*** Texte fourni
Ces obstacles le père de Charles-William Carrier
les rencontra. A la tête d’une famille assez nombreuse, pas riche, il fit
cependant les sacrifices nécessaires pour donner l’instruction voulue au
dernier de ses fils. Son intelligence et son esprit d’observation lui disaient
que le jeune homme avait de réelles dispositions pour le commerce. C’est
pourquoi il résolut de le confier au Frères des Écoles Chrétiennes que le curé
Déziel, de Notre-Dame de Lévis, venait de charger de la direction du collège de
Lévis fondé en 1853.
Il le mit en pension chez un parent
établi à Lévis et le jeune homme suivit les cours des Frères des Écoles
Chrétiennes en qualité d’externe. Un professeur laïc de langue anglaise était
attaché au collège. C’est là que le jeune Carrier
apprit les éléments de la langue anglaise. Plus tard il compléta son
instruction en suivant des cours privés, et il parvint si bien à maîtrisés les
difficultés de cette langue qu’il la parlait pour ainsi dire aussi bien que
s’il était né sur les bords de la Tamise.
Charles-William Carrier n’oublia jamais que les Frères des Écoles Chrétiennes
lui avaient donné une solide formation et, en 1886, le Frère Herménégilde, de
passage à Lévis, après une absence de près de 30 années, voulut revoir ses
anciens élèves. Un bon nombre de ceux-ci le rencontrèrent au collège de Lévis,
devenu collège classique en 1875, Charles-William Carrier
fut un des premiers à se rendre au rendez-vous. Il ne manqua pas de remercier
le vieux Frère pour tout ce qu’il avait fait pour lui. Jeune écolier, j’ai vécu
cette journée du 7 février 1886 et j’en ai gardé un souvenir émouvant. C’est
alors que j’ai appris que si le métier d’instruire la jeunesse est parfois bien
ingrat il a tout de même ses heures de consolation. Le vieux Frère Herménégilde
pleurait presque de joie en recevant les remerciements de ces hommes parvenus
au succès grâce aux leçons qu’il leur avait données dans leur enfance. La
récolte est la récompense du semeur. L’instituteur reçoit la sienne dans le
succès de ceux qu’il a formés. Avec raison, il peut s’orgueillir de son
travail.
******
◆ Consignes de travail ◆
1. Réécrivez le passage du texte sur Charles-William Carrier qui va de « Il le mit en » à « de la Tamise. », inclus, en remplaçant « professeur laïc » par « maître laïc ».
2. D'après le texte sur Charles-William Carrier, en quelle année le collège de Lévis est-il devenu collège classique ?
3. Condensez le paragraphe du texte sur Charles-William Carrier qui commence par « Il le mit en pension » en quelques phrases, sans perdre ses faits principaux.
Les données proviennent d'une source distincte du texte sur Charles-William Carrier.
*** Extrait de données
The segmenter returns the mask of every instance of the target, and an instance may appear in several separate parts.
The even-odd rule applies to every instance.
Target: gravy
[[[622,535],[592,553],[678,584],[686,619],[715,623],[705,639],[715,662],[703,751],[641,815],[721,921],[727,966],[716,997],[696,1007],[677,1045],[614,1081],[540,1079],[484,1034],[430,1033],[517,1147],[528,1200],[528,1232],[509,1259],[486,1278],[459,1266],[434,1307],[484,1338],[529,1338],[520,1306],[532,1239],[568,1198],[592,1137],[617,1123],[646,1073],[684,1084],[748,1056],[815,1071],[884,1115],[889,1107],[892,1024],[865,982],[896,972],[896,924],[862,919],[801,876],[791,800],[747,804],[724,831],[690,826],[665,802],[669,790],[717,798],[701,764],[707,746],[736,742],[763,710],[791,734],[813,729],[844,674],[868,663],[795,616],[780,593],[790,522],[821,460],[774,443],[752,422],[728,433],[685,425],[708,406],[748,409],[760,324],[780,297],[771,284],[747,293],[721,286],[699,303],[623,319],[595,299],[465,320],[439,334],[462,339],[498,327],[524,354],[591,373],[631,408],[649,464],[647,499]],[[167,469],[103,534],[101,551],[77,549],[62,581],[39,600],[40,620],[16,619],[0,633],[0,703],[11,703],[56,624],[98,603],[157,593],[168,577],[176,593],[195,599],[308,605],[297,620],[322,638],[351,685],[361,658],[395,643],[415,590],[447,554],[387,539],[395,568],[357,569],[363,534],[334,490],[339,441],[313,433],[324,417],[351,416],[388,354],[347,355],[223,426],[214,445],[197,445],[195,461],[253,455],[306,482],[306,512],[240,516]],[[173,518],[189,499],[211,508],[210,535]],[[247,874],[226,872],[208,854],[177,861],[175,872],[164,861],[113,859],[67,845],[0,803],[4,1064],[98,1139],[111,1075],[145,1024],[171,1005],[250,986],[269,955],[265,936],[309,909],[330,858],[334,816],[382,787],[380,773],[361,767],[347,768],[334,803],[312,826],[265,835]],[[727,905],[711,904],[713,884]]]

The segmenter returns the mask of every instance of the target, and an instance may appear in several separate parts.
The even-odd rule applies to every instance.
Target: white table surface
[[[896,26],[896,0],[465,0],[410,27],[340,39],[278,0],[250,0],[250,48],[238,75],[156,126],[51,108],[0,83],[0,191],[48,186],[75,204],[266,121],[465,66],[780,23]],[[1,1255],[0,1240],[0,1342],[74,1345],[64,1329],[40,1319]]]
******
◆ Solutions par tâche ◆
1.
Il le mit en pension chez un parent
établi à Lévis et le jeune homme suivit les cours des Frères des Écoles
Chrétiennes en qualité d’externe. Un maître laïc de langue anglaise était
attaché au collège. C’est là que le jeune Carrier
apprit les éléments de la langue anglaise. Plus tard il compléta son
instruction en suivant des cours privés, et il parvint si bien à maîtrisés les
difficultés de cette langue qu’il la parlait pour ainsi dire aussi bien que
s’il était né sur les bords de la Tamise.

2. En 1875.

3. Le jeune Carrier logeait chez un parent établi à Lévis et suivait comme externe les cours des Frères des Écoles Chrétiennes. Un professeur laïc de langue anglaise, attaché au collège, lui en enseigna les éléments. Des cours privés achevèrent sa formation, si bien qu'il parlait l'anglais presque comme s'il était né au bord de la Tamise.